= Excerpt =
○ ○ ○ ○
Adzemovic MZ, Zeitelhofer M, Hochmeister S, Gustafsson SA, Jagodic M. Efficacy of vitamin D in treating multiple sclerosis-like neuroinflammation depends on developmental stage. Exp Neurol. 2013 Aug 13. doi:pii: S0014-4886(13)00242-2. 10.1016/j.expneurol.2013.08.002. [Epub ahead of print]
The association of vitamin D deficiency with higher prevalence, relapse rate and progression of multiple sclerosis (MS) has stimulated great interest in using vitamin D supplementation as a preventative measure and even a therapy for established MS. However, there is a considerable lack of evidence when it comes to an age/developmental stage-dependent efficacy of vitamin D action and a time-window for the most effective prophylactic treatment remains unclear. We studied the effect of vitamin D supplementation in myelin oligodendrocyte glycoprotein (MOG)-induced experimental autoimmune encephalomyelitis (EAE), an animal model of MS, at three different developmental stages in rats. Supplementation treatment was initiated: i) prior to gestation and maintained throughout pre- and early postnatal development (gestation and lactation); ii) after weaning, throughout juvenile/adolescence period and iii) in adult age. We observed a marked attenuation of EAE in juvenile/adolescent rats reflected in a less severe CNS inflammation and demyelination, accompanied by a lower amount of IFN-γ producing MOG-specific T cells. Moreover, the cytokine expression pattern in these rats reflected a more anti-inflammatory phenotype of their peripheral immune response. However, the same supplementation regimen failed to improve the disease outcome both in adult rats and in rats treated during pre- and early post-natal development. Our data demonstrate a developmental stage-dependent efficiency of vitamin D to ameliorate neuroinflammation, suggesting that childhood and adolescence should be the target for the most effective preventive treatment.
So vitamin D has some influence of can occur on EAE and affected juvenile animals, but what does it mean for MS…I don’t know……The implications are that vitamin D may be active during childhood so make sure your kids are supplemented if they don’t get enough sunlight but the data in humans look like there is an effect in the uterus
Rats are dark adapted animals and so will not respond to sunlight in the same way as humans and vitamin D no doubt has evolved differnently.
○ ○ ○ ○
= Given entries =
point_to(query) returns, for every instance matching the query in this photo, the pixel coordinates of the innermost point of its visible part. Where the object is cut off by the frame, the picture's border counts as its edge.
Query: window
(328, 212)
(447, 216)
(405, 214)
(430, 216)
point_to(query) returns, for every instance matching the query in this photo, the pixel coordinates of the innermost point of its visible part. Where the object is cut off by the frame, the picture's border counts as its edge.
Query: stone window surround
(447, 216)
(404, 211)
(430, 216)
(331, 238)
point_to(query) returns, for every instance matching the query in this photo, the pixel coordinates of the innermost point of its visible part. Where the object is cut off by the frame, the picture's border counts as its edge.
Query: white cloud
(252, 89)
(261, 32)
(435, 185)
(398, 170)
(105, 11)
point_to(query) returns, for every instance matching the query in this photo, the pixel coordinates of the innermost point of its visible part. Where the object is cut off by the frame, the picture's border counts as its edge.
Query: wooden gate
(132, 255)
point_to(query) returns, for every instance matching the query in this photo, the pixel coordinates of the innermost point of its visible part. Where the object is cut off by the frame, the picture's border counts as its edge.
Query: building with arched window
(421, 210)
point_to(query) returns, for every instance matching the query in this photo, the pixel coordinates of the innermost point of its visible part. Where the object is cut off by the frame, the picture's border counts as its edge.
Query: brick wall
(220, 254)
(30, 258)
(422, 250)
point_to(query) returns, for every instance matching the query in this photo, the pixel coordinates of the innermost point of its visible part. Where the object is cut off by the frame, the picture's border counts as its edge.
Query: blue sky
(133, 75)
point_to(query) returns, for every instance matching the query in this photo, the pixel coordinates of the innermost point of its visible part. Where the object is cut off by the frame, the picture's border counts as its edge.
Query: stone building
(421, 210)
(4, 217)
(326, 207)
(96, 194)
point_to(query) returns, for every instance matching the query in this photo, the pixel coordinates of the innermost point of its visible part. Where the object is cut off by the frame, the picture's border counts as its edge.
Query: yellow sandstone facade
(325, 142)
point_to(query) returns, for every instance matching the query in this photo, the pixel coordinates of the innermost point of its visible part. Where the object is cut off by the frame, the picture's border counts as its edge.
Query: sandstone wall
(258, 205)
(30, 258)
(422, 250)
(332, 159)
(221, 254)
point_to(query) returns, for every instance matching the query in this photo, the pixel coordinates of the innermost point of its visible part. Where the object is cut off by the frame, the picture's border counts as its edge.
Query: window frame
○ ○ ○ ○
= Exercise 1 =
Copy the vitamin D excerpt from "So vitamin D" to "has evolved differnently.", inclusive, substituting "daylight" for "sunlight".
= Exercise 2 =
Name every author credited in the citation at the top of the vitamin D excerpt, as the citation gives them.
The listing is separate material and has no connection to the vitamin D excerpt.

= Exercise answer 1 =
So vitamin D has some influence of can occur on EAE and affected juvenile animals, but what does it mean for MS…I don’t know……The implications are that vitamin D may be active during childhood so make sure your kids are supplemented if they don’t get enough daylight but the data in humans look like there is an effect in the uterus
Rats are dark adapted animals and so will not respond to daylight in the same way as humans and vitamin D no doubt has evolved differnently.

= Exercise answer 2 =
Adzemovic MZ, Zeitelhofer M, Hochmeister S, Gustafsson SA, Jagodic M